[Collected data]
* * *
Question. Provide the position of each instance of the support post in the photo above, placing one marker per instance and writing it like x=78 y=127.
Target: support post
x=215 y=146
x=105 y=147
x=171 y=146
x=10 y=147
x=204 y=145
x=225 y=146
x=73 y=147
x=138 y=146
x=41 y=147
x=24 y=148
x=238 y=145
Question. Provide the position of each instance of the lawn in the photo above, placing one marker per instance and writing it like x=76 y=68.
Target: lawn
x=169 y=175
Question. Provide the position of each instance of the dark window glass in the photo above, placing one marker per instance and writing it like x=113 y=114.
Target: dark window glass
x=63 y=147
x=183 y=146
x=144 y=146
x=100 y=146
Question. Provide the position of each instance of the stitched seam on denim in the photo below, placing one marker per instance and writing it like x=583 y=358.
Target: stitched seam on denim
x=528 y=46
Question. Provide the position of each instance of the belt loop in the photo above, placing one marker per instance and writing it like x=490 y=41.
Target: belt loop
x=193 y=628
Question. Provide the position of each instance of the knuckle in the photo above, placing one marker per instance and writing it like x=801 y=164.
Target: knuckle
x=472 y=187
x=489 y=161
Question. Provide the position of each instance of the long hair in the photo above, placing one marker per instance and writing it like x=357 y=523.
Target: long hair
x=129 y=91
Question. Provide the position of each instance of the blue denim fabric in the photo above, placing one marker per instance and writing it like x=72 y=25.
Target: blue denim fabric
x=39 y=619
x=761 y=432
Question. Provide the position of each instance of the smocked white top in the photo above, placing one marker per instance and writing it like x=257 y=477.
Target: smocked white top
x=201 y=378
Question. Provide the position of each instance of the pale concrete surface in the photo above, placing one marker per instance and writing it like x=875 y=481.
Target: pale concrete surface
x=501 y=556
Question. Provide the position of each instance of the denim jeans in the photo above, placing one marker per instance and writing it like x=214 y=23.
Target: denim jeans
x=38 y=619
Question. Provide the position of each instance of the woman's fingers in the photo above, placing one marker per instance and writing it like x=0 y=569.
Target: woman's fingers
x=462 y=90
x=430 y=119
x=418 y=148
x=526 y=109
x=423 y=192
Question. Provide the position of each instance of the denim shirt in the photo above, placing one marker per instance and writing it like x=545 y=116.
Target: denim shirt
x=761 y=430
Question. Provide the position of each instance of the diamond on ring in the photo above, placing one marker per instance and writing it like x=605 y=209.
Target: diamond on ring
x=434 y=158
* * *
• **WORK REQUIRED**: Using the data above, reproduce exactly the lines between those holding "Target: support post" and "Question. Provide the position of each instance of the lawn", inclusive, and no others.

• **TASK ANSWER**:
Target: support post
x=215 y=146
x=105 y=147
x=171 y=146
x=10 y=147
x=204 y=145
x=225 y=146
x=73 y=147
x=138 y=146
x=41 y=147
x=24 y=148
x=238 y=145
Question. Provide the position of each instance of the lawn in the photo above, placing one marker per instance and writing it like x=76 y=68.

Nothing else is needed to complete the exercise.